### Extrait du document
^^^^
Cette semaine, la rédaction a interviewé Virginie Guérin, urbaniste et consultante en transition écologique, directrice générale de Cocott’arium et présidente du World CleanUp Day France. Elle nous parle des objectifs de la grande journée de nettoyage du 18 septembre et de la transition écologique de nos villes. 

Pourriez-vous nous parler du World CleanUp Day ? Quelles sont ses origines ? Quelles sont ses missions ? 

Le World Cleanup Day (WCUD) est un mouvement citoyen mondial dont le but est de ramasser des déchets dans l’espace public pour générer une prise de conscience générale sur les questions de consommation, de production et de traitement des déchets. L’opération a pris sa source en Estonie en 2008 pour un projet qui, au départ, avait pour objectif d’organiser une journée pour ramasser des déchets et nettoyer le pays collectivement. Face au succès de cette première édition, des initiatives individuelles ont vu le jour, réparties sur l’ensemble de l’année. Pour plus d’efficacité,  le fondateur a proposé de créer un événement plus massif et collectif : « Nettoyons tous ensemble pendant 24 heures !” C’est comme ça qu’est né le WCUD dans sa version actuelle le troisième samedi de septembre. 

L’association World Cleanup Day France a été créée en 2017 et une première édition synchronisée s’est tenue en 2018 avec l’ambition de fédérer 5% de la population française. Ce taux  correspond au seuil nécessaire pour avoir un impact palpable et engager un changement sociétal. À terme, nous cherchons ainsi à mobiliser 3,5 millions de français dans les prochaines années. Depuis notre création pour 2018, nous avons fédéré jusqu’à 260 000 personnes, ce qui nous laisse encore  une marge de progression. 

Qui sont ses membres et combien sont-ils ? À l’international ? En France ? 

Le WCUD est un mouvement citoyen et il a vocation à le rester. Notre objectif au niveau de l’association n’est pas d’organiser le WCUD mais de proposer des outils pour que chacun trouve ça facile et d’en faire la promotion. Cela veut dire que tout un tas de citoyens, d’associations, d’entreprises, de collectivités territoriales font et s’approprient le WCUD, et c’est très bien puisque cet événement appartient à tous. En revanche, notre association fédère des adhérents : des bénévoles engagés dans l’association qui ont pour rôle de faire la promotion du programme dans les territoires. Ils sont environ 500 adhérents en France. Mais lors de la WCUD, nous passons à 260 000 bénévoles. On encourage les citoyens qui souhaitent organiser une opération près de chez eux à adhérer à notre association, notamment pour des questions de responsabilité et d’assurance pour eux-mêmes.
^^^^
### Entrées de données

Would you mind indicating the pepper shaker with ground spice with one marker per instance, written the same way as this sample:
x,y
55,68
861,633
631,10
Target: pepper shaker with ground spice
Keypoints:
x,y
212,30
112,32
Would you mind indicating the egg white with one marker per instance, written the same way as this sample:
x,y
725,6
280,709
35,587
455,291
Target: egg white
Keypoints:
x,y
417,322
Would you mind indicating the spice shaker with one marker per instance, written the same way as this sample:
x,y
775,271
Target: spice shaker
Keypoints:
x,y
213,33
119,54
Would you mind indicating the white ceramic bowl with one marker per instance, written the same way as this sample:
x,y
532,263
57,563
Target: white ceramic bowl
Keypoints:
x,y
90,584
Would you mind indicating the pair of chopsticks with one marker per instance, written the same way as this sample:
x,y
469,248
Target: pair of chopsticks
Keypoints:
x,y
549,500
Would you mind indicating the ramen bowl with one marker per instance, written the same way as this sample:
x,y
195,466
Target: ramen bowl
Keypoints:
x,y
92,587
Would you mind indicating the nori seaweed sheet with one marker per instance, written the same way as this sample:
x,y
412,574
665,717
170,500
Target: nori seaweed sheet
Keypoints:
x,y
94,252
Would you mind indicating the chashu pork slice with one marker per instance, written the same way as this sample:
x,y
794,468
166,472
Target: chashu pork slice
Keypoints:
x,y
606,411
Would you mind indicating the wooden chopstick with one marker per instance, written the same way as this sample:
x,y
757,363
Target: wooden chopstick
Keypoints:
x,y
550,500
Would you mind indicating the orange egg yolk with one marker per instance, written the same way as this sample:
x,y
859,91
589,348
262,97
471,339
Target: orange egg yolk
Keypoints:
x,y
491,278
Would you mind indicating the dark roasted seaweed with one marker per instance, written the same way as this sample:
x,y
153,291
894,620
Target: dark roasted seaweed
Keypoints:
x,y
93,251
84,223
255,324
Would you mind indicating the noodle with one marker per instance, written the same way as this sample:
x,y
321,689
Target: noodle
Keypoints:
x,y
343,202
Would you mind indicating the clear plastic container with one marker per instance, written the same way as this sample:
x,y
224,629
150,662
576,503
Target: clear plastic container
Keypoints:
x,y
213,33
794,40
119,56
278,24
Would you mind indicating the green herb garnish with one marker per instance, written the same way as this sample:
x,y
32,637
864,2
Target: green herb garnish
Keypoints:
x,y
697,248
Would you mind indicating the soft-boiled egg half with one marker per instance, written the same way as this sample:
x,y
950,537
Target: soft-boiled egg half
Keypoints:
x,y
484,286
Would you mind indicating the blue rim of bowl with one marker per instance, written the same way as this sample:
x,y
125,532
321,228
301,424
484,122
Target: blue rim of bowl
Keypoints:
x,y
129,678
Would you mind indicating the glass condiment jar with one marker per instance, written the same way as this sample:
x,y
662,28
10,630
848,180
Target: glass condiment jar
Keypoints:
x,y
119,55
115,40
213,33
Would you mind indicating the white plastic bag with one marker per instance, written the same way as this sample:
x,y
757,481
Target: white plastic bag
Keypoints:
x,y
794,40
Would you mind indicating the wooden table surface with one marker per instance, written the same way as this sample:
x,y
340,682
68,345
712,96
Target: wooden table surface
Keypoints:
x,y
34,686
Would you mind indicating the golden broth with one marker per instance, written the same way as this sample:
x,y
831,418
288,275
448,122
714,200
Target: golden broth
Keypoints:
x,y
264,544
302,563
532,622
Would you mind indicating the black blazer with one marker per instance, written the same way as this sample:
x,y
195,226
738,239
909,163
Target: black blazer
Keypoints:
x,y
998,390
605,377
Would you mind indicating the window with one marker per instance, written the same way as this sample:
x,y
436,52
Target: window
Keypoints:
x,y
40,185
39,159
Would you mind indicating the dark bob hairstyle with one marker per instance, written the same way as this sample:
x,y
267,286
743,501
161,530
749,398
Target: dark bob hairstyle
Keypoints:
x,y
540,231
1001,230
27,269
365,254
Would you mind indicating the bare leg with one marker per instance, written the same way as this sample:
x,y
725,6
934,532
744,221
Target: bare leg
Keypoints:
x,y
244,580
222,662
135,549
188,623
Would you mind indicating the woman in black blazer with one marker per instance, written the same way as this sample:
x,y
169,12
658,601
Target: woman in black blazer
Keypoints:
^^^^
### Consigne 1
Répondez à ces questions sur l'entretien consacré au World CleanUp Day :
(a) Dans quel pays et en quelle année l'opération a-t-elle pris sa source ?
(b) Quelle part de la population française la première édition synchronisée ambitionnait-elle de fédérer ?
(c) Combien d'adhérents l'association compte-t-elle environ en France ?
### Consigne 2
Poursuivez l'entretien sur le World CleanUp Day à partir de sa dernière phrase.

### Réponse 1
(a) En Estonie, en 2008.
(b) 5 % de la population française.
(c) Environ 500 adhérents.

### Réponse 2
Source : World CleanUp Day France

Pouvez-vous nous parler un peu de la journée du 18 septembre ? Quelles sont ses ambitions ? 

Pour cette quatrième édition, nous avons mis en place depuis le début de l’année un pôle au sein de l’association qui s’appelle « Universalité ». L’enjeu est de rendre le WCUD accessible à tous. C’est un peu la fête des voisins sans les déchets et donc qu’on ait 5 ans, 97 ans, qu’on soit réfugié, sans domicile fixe, en situation de handicap ou qu’on soit directeur général d’entreprise,  tout le monde doit pouvoir participer. C’était dans l’ADN de départ, mais cette année nous avons réaffirmé l’objectif en créant un pôle dédié à cette question d’universalité. Et pour cela, nous sommes en train de développer un partenariat avec la Fédération Française Handisport. C’est un des focus de l’année.

L’autre focus, c’est qu’on souhaiterait passer un nouveau palier de mobilisation pour atteindre le million de personnes. Bien sûr, la crise sanitaire ne nous aide pas sur cet aspect mais nous sommes positifs et espérons pouvoir mobiliser un maximum de personnes. En outre, de plus en plus d’écoles participent au programme puisque le WCUD fait partie des actions proposées par le Ministère de l’éducation nationale. On espère avoir beaucoup de jeunes bénévoles. 

Dans quelle mesure le WCUD est-il un projet fédérateur ? 

Avec le temps, on se rend compte que pour les gens, le sujet du WCUD c’est aussi bien ramasser des déchets que se rencontrer et se rassembler. C’est un moment festif mais aussi nécessaire. Les participants disent souvent qu’ils sont venus parce qu’il y a avait un événement près de chez eux. Et en fait, ils rencontrent des personnes, passent un bon moment et finalement se sentent utiles. L’approche première n’est donc pas forcément engagée mais plutôt sociale. Le questionnement environnemental vient après, avec un premier pas tout simple : je me baisse et je ramasse un déchet. Ça imprime le corps d’un mouvement et ça amorce une réflexion.

En  2020, nous avons créé un nouveau programme qui s’appelle le Cyber World Cleanup Day qui est un volet du WCUD focalisé sur le numérique. L’idée est de permettre à chacun de prendre conscience des déchets engendrés par le numérique. Les déchets virtuels, ceux qu’on ne voit pas, mais aussi les déchets physiques présents dans le matériel informatique. Nous encourageons les gens à garder plus longtemps leur matériel numérique pour préserver la planète. Encore une fois, il s’agit d’activer un premier levier d’action et de le faire ensemble. Ça rend le changement plus accessible et sympa. 

Peut-on dire qu’au-delà de l’impact écologique positif d’une telle initiative, réussir à faire émerger des villes plus propres revêt aussi un impact social  ?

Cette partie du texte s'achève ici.